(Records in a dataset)
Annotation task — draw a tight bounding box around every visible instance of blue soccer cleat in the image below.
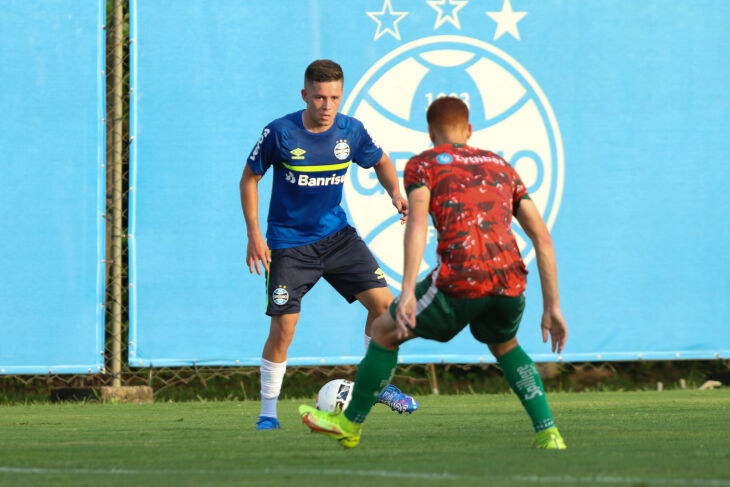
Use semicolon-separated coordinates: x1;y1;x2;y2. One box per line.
376;384;418;414
256;416;281;430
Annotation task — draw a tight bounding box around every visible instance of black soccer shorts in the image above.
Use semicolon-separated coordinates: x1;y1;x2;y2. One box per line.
266;225;388;316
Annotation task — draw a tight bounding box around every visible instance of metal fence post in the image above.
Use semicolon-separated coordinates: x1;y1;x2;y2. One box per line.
110;0;124;387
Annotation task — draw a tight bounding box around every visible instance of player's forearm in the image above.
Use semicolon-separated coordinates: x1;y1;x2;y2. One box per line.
239;175;261;238
534;234;560;310
403;213;428;290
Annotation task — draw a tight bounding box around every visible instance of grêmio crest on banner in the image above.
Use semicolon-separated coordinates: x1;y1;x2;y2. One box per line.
342;0;564;289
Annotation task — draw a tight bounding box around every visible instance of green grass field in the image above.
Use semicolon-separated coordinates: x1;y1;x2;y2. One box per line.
0;388;730;487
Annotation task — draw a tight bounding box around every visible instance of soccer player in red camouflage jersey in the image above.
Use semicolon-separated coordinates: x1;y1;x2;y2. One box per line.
299;97;568;449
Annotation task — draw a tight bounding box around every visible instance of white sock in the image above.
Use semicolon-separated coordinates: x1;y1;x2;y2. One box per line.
260;357;286;418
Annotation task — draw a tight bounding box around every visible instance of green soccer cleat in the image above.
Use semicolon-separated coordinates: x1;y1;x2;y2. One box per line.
532;426;567;450
299;405;362;448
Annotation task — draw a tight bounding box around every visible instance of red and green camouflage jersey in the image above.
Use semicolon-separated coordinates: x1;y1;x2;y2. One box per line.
404;144;529;298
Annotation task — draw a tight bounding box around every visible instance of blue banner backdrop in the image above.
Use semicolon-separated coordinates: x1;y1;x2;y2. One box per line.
0;0;105;374
129;0;730;366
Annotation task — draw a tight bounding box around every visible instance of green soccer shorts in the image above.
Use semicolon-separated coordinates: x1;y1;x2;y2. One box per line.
390;276;525;343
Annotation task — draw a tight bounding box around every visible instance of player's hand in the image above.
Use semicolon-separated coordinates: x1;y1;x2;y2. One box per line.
246;235;271;276
391;193;408;223
395;291;417;340
540;308;568;353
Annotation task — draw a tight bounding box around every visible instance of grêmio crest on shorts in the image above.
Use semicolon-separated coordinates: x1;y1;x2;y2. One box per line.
247;110;383;249
404;144;529;298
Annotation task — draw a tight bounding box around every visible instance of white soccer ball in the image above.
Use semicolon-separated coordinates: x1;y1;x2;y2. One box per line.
315;379;353;413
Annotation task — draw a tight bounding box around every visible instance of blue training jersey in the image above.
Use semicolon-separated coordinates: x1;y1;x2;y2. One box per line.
248;110;383;249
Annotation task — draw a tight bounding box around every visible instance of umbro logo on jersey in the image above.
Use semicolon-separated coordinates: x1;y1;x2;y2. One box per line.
289;147;307;159
334;139;350;161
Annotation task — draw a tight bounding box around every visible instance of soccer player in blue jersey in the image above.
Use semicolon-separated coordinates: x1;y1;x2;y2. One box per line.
240;60;418;430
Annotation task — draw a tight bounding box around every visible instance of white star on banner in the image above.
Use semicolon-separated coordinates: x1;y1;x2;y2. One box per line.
487;0;527;41
426;0;469;30
365;0;408;41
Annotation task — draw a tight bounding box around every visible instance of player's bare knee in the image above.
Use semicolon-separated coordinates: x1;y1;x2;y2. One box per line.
487;338;518;358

**Task statement:**
Update the records by replacing every "Annotation task" with "Labeling task" and keeping everything else the same. Leave the pictures out of your answer.

**Final result:**
Labeling task — draw a tight bounding box around every visible instance of blue soccer cleat in the image below.
Use semicolon-separated coordinates: x1;y1;x2;y2. One box per line.
376;384;418;414
256;416;281;430
Labeling task — draw a tight bounding box around every visible instance of black soccer shorts in the image above.
Use semicolon-separated coordinates: x1;y1;x2;y2. One box per line.
266;225;388;316
Labeling task — draw a tight bounding box around every visible instance of metal fence post in the image above.
Use semicolon-separated coordinates: x1;y1;x2;y2. One box per line.
110;0;124;387
Labeling task — draw a tight bounding box around every visible instance of player's forearm in the image above.
Use semicolon-separated coordinates: x1;y1;x2;y2. One box per line.
239;175;261;238
534;234;560;310
403;213;428;290
Labeling task — draw a tight bounding box around every visible instance of grêmio crest on banner in the image above.
Use semicolon-separated coordinates: x1;y1;x2;y2. One box per line.
342;0;564;289
Labeling task — draw a tight bounding box around every visible instance of green grass field in the image above.
Use semicolon-separated coordinates: x1;y1;x2;y2. One box per line.
0;388;730;487
Labeling task — draw a tight bounding box around every visible instance of soccer player in red camouflage jersey in the image above.
Use semicolon-separated coordinates: x1;y1;x2;y2. One box per line.
299;97;568;449
Labeling task — draw a tight bounding box around every visible instance of white sock in the image above.
Use semicolon-separated coordinates: x1;y1;x2;y2. One box per line.
260;357;286;418
Labeling task — draw a tight bounding box around every visible instance of green soccer cleat in the image above.
Use semicolon-separated coordinates: x1;y1;x2;y2. One box per line.
532;426;567;450
299;405;362;448
Labeling task — draw a tight bounding box around every visible instance of red and green camouflage jersey in the image above.
Use semicolon-separated coordinates: x1;y1;x2;y2. One box per line.
404;144;529;298
Labeling task — draw a tight bounding box around every visible instance of blue banner backdrop in the image above.
Use semicolon-separated coordinates: x1;y1;x2;y2. One box per line.
0;0;105;374
129;0;730;366
Labeling task — draw a tight bounding box around every visible instance of green soccer shorts in the image above.
Use semicolon-separated coordinates: x1;y1;x2;y2. One box per line.
390;276;525;343
Labeling task — draw a tight bounding box around every visible instance of player's hand in the image above.
Use semicolon-separated coordinates: x1;y1;x2;y2. One box per line.
246;235;271;276
391;193;408;223
395;291;417;340
540;308;568;353
Labeling task — draw a tight bounding box around every visible instance of grêmio crest on shorts in the image above.
Use semicolon-separated coordinates: x1;y1;x2;y2. One box per line.
247;110;383;249
404;144;529;298
Labeling task — draw a tight bounding box around every visible instance of white soccer ball in the image above.
Use semicolon-separated coordinates: x1;y1;x2;y2. One box per line.
315;379;353;413
Labeling task — draw a tight bounding box around every visible instance of blue training jersey in the image above.
Use semicolon-separated coordinates: x1;y1;x2;y2. One box per line.
248;110;383;249
Labeling task — draw a tight bounding box around every visible instance of umbro logo on jersey in the image above.
Use semicolon-separated coordinates: x1;y1;x2;y2. One box per line.
289;147;307;159
334;139;350;161
Labeling task — draw a tight bounding box around every visible instance of soccer player in blue jersey in the image above.
Use semicolon-separated coordinates: x1;y1;x2;y2. One box per line.
240;60;418;430
Labeling task — draw a tight bounding box around every visible instance of white star on banner in the image above.
Use semicolon-separated coordinates: x1;y1;x2;y2. One box per line.
487;0;527;41
426;0;469;30
365;0;408;41
Labeling task — draw a tight bounding box around every visible instance of player's bare knee in the image above.
Use semicolon-separated coordinates: x1;y1;x2;y2. One box per line.
487;338;518;358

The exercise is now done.